What you have to do. Please output the entries below from the line that contains "Where can the cow leg" through the final line, reproduced exactly and alone.

<<<<

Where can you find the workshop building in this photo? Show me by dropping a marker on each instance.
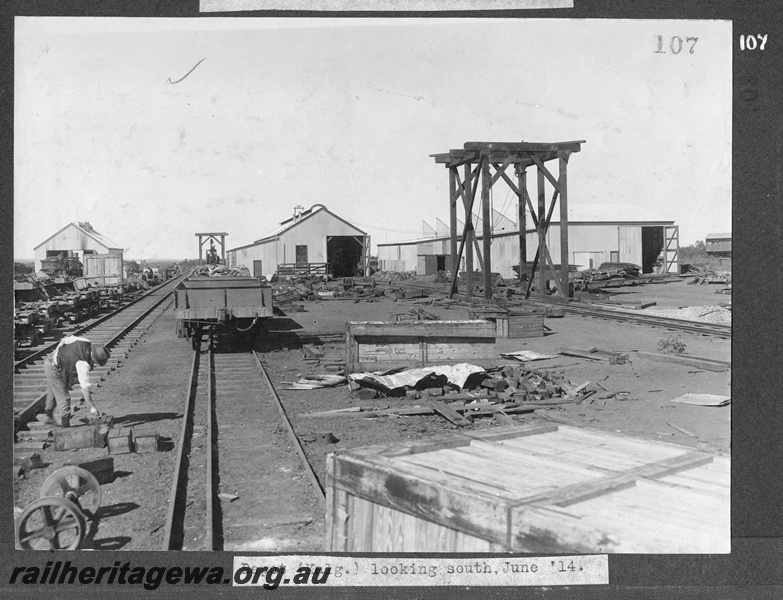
(596, 234)
(75, 239)
(316, 240)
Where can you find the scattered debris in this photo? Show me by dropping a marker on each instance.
(682, 430)
(703, 399)
(527, 355)
(314, 382)
(456, 375)
(613, 358)
(671, 345)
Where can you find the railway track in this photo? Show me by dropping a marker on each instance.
(230, 447)
(119, 330)
(711, 329)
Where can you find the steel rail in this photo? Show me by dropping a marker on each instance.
(174, 506)
(31, 409)
(714, 329)
(211, 392)
(317, 487)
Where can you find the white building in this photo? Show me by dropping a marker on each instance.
(314, 236)
(75, 239)
(596, 234)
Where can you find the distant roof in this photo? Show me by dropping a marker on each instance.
(293, 222)
(611, 212)
(86, 229)
(582, 214)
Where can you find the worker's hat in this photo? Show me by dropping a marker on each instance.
(100, 354)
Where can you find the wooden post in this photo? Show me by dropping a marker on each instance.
(486, 213)
(522, 222)
(564, 226)
(453, 225)
(471, 234)
(541, 280)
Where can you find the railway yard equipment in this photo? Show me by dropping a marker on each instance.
(246, 458)
(69, 498)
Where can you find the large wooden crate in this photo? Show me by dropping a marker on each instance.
(375, 345)
(533, 488)
(512, 324)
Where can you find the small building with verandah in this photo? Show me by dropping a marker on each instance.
(75, 239)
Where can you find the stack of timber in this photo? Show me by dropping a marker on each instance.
(535, 488)
(374, 345)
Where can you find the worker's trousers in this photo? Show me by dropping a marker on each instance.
(56, 391)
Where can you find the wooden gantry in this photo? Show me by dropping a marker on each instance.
(478, 161)
(203, 238)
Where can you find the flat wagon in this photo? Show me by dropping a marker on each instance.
(220, 304)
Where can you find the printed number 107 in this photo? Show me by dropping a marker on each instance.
(675, 44)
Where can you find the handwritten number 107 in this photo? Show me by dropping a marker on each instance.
(675, 44)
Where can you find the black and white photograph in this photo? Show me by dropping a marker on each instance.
(372, 285)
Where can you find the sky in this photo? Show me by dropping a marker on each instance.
(156, 129)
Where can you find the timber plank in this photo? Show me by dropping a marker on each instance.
(449, 413)
(688, 361)
(572, 494)
(477, 511)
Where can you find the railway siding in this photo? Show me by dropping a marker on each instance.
(275, 508)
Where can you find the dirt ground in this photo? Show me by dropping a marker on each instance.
(150, 388)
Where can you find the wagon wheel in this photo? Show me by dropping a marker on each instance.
(196, 339)
(51, 524)
(75, 484)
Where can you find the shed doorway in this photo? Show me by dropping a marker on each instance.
(344, 255)
(652, 247)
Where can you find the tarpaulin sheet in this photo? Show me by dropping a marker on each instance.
(456, 375)
(527, 355)
(703, 399)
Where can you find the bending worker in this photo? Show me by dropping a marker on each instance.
(71, 361)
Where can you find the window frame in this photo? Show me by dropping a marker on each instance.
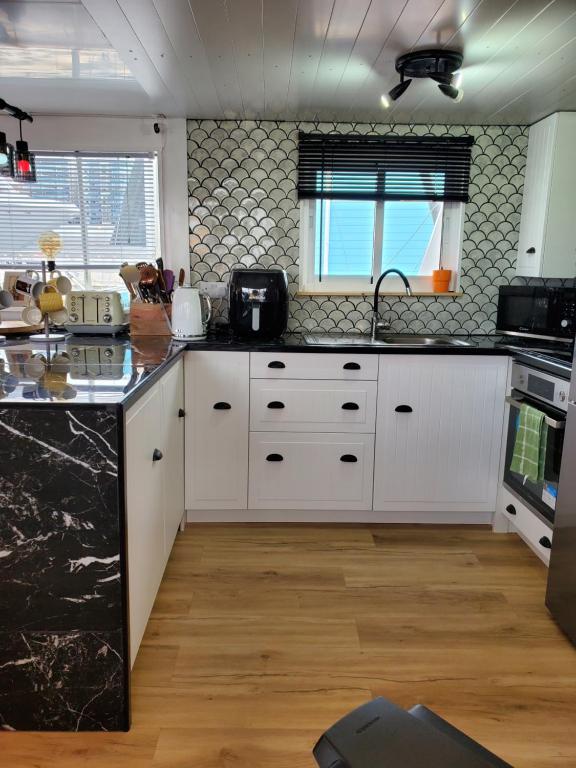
(450, 255)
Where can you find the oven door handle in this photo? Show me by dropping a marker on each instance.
(554, 423)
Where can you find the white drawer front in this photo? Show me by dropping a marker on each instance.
(310, 365)
(310, 471)
(313, 406)
(526, 523)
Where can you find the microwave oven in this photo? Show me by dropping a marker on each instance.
(537, 312)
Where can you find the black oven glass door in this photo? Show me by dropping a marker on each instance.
(541, 495)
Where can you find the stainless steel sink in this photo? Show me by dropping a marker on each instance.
(399, 340)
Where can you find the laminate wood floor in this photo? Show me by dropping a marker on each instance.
(262, 636)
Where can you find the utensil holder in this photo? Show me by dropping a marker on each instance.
(149, 319)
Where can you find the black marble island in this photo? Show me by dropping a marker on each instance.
(64, 662)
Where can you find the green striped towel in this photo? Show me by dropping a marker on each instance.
(529, 452)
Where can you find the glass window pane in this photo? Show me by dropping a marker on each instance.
(345, 237)
(412, 236)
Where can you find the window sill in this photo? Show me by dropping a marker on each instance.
(382, 293)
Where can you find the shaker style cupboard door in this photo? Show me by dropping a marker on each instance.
(216, 446)
(438, 433)
(144, 467)
(310, 471)
(172, 386)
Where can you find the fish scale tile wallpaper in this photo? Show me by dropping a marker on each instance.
(243, 209)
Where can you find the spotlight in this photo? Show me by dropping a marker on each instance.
(453, 93)
(399, 89)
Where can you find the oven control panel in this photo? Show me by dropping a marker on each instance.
(540, 385)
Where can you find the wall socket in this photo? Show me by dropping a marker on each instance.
(213, 289)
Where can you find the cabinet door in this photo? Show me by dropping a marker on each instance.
(144, 510)
(172, 386)
(310, 471)
(216, 445)
(438, 433)
(312, 406)
(535, 198)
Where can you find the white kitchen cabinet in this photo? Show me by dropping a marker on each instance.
(313, 365)
(547, 240)
(310, 471)
(217, 407)
(298, 405)
(438, 433)
(144, 510)
(172, 426)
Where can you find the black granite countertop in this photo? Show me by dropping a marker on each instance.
(115, 371)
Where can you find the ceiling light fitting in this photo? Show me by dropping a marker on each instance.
(437, 65)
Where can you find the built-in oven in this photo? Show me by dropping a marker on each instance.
(537, 312)
(549, 394)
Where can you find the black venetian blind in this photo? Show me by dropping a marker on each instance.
(336, 167)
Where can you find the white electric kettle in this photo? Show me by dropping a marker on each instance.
(189, 319)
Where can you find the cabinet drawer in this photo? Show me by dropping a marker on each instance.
(305, 365)
(313, 406)
(310, 471)
(530, 527)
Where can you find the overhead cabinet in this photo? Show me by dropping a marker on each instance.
(547, 240)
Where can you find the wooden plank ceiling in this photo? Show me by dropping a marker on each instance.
(333, 59)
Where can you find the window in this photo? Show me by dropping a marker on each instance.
(370, 203)
(104, 207)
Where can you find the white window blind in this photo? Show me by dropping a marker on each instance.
(103, 206)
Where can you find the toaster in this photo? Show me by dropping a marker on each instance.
(95, 312)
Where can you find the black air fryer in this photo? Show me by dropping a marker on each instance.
(258, 303)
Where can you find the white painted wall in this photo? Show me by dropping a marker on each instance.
(126, 134)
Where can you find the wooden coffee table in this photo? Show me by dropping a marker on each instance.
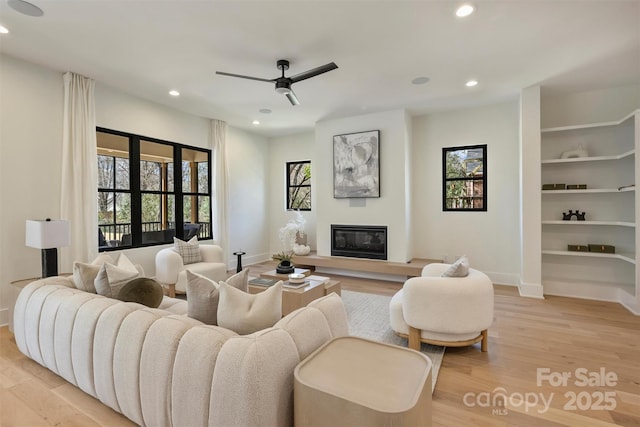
(295, 298)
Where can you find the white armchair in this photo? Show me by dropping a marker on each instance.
(170, 270)
(446, 311)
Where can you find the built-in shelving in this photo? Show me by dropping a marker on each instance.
(590, 190)
(610, 174)
(611, 223)
(590, 159)
(625, 257)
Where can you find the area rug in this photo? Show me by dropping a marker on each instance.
(369, 318)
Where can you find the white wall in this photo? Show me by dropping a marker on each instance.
(490, 239)
(530, 207)
(30, 164)
(389, 208)
(593, 106)
(291, 148)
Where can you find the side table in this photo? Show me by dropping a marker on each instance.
(353, 381)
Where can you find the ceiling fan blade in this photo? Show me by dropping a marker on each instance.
(293, 99)
(314, 72)
(222, 73)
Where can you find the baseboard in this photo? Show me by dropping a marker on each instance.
(508, 279)
(630, 302)
(531, 290)
(4, 317)
(362, 274)
(583, 290)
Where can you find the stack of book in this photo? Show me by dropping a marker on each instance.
(309, 280)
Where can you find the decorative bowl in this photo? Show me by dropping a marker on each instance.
(296, 277)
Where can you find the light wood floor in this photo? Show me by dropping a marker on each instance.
(557, 334)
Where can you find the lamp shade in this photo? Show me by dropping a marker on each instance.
(47, 234)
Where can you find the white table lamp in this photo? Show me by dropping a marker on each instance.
(48, 235)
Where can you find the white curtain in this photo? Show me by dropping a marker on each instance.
(219, 176)
(79, 200)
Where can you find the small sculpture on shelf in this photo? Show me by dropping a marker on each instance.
(579, 216)
(285, 266)
(575, 153)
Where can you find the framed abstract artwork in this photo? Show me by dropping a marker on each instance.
(356, 165)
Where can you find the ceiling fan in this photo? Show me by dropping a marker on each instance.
(283, 84)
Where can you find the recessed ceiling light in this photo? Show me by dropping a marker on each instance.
(25, 8)
(465, 10)
(420, 80)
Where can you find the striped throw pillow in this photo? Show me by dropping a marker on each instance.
(189, 251)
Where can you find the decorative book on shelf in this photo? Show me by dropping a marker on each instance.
(309, 280)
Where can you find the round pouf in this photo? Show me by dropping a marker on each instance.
(142, 290)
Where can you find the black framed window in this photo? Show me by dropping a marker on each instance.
(299, 185)
(139, 203)
(464, 178)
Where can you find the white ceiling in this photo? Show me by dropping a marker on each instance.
(148, 47)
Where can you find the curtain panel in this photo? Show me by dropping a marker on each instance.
(219, 178)
(79, 203)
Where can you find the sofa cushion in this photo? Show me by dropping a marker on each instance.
(203, 295)
(142, 290)
(246, 313)
(111, 279)
(239, 280)
(202, 298)
(189, 251)
(84, 274)
(460, 268)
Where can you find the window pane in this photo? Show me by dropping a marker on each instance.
(122, 173)
(170, 176)
(150, 177)
(171, 210)
(203, 177)
(194, 171)
(154, 157)
(123, 208)
(188, 215)
(299, 173)
(463, 181)
(204, 203)
(465, 194)
(186, 177)
(150, 212)
(300, 198)
(105, 172)
(464, 163)
(105, 207)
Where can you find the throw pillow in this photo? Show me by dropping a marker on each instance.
(203, 295)
(111, 279)
(240, 280)
(189, 251)
(460, 268)
(142, 290)
(85, 274)
(202, 298)
(246, 313)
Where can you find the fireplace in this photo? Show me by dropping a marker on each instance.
(359, 241)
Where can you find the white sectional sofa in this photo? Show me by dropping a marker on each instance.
(159, 367)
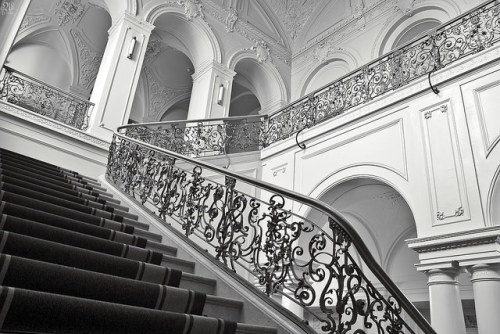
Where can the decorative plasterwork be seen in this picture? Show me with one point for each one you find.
(30, 20)
(247, 31)
(445, 172)
(323, 52)
(88, 61)
(192, 9)
(405, 7)
(68, 11)
(161, 97)
(231, 19)
(7, 8)
(346, 27)
(293, 14)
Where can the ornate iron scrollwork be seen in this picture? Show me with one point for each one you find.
(284, 252)
(36, 96)
(464, 36)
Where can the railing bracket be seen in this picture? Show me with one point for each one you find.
(434, 89)
(301, 145)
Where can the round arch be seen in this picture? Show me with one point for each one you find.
(269, 86)
(425, 17)
(383, 219)
(379, 173)
(196, 35)
(493, 200)
(337, 59)
(52, 46)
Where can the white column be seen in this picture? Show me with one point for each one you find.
(486, 286)
(11, 16)
(447, 315)
(116, 82)
(211, 93)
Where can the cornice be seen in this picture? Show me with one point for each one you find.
(472, 238)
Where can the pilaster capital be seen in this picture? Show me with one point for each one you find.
(133, 22)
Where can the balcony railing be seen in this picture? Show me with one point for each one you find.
(207, 137)
(321, 264)
(468, 34)
(43, 99)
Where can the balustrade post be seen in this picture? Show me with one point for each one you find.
(486, 286)
(445, 303)
(118, 75)
(12, 14)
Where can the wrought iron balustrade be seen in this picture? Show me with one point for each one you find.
(317, 264)
(43, 99)
(206, 137)
(466, 35)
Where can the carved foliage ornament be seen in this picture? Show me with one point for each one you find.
(30, 20)
(192, 9)
(68, 11)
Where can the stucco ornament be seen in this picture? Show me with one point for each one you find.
(405, 6)
(68, 11)
(231, 19)
(192, 9)
(262, 51)
(294, 14)
(321, 52)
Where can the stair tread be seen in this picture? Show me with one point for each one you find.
(63, 231)
(163, 248)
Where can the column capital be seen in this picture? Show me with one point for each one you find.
(447, 275)
(485, 272)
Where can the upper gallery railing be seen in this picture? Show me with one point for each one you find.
(43, 99)
(215, 136)
(267, 237)
(468, 34)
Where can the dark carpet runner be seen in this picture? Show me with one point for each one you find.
(70, 263)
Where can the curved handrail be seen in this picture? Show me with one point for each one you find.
(334, 217)
(202, 137)
(194, 121)
(428, 53)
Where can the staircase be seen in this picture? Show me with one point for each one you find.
(75, 260)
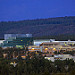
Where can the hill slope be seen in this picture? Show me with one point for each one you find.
(40, 27)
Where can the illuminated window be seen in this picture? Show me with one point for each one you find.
(46, 48)
(32, 48)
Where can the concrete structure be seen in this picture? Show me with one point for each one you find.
(34, 48)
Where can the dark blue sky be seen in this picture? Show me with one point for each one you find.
(13, 10)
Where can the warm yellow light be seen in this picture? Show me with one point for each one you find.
(54, 49)
(46, 48)
(29, 47)
(32, 48)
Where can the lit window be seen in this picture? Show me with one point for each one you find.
(46, 48)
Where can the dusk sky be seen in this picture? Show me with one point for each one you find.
(15, 10)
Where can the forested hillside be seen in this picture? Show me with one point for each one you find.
(40, 27)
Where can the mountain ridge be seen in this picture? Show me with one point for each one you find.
(40, 27)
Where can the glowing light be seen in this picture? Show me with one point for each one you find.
(46, 48)
(54, 49)
(32, 48)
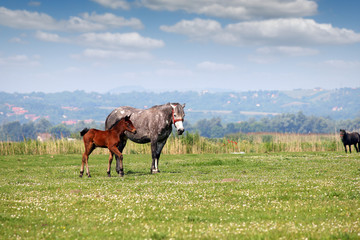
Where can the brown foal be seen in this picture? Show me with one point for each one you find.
(110, 139)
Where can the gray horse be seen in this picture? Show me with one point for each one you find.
(153, 125)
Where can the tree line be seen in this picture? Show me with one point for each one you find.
(210, 128)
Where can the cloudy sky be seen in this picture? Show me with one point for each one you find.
(158, 45)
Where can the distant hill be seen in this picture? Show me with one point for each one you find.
(70, 107)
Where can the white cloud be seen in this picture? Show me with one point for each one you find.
(173, 73)
(211, 66)
(120, 55)
(49, 37)
(341, 64)
(34, 3)
(238, 9)
(111, 20)
(23, 19)
(289, 32)
(286, 50)
(120, 40)
(20, 60)
(26, 20)
(114, 4)
(195, 29)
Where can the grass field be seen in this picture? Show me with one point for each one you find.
(226, 196)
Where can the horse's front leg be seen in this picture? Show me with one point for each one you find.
(85, 158)
(120, 157)
(111, 156)
(154, 164)
(356, 147)
(121, 146)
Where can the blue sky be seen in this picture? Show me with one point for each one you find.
(159, 45)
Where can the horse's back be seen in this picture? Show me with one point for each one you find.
(117, 114)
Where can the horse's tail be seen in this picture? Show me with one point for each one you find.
(84, 131)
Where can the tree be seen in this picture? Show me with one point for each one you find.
(12, 131)
(60, 131)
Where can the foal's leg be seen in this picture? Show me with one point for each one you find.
(119, 156)
(88, 150)
(111, 156)
(121, 147)
(356, 147)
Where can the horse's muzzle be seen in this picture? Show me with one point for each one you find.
(181, 131)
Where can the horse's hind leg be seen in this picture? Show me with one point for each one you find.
(119, 157)
(356, 147)
(111, 156)
(121, 147)
(88, 150)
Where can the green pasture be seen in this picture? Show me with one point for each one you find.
(211, 196)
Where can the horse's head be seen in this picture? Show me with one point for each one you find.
(128, 125)
(178, 116)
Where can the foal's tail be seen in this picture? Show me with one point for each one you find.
(84, 131)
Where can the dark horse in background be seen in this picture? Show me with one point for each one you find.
(350, 139)
(153, 125)
(110, 139)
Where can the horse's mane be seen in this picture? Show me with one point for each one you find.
(116, 123)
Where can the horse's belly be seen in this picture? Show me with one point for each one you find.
(138, 139)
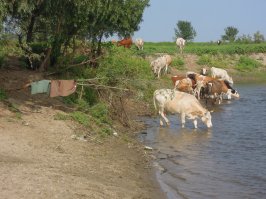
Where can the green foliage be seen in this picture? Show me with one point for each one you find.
(121, 66)
(185, 30)
(230, 34)
(38, 47)
(247, 64)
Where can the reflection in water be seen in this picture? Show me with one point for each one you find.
(227, 161)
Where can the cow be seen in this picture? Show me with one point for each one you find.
(185, 85)
(217, 89)
(176, 102)
(139, 43)
(203, 71)
(168, 60)
(180, 42)
(126, 42)
(158, 65)
(161, 63)
(221, 74)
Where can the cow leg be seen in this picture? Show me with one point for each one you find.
(183, 119)
(159, 72)
(162, 116)
(166, 69)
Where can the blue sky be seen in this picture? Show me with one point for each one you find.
(208, 17)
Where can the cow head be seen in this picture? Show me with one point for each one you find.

>>>>

Answer below.
Where can the cow leg be seen in this picture? Show me with one point for each one you find.
(183, 119)
(159, 72)
(162, 116)
(166, 69)
Where can the blue sky be seen in this picture? Show me with one point for each one you find.
(208, 17)
Where can the cow head be seen in this picture? Show me with one point for each one you find.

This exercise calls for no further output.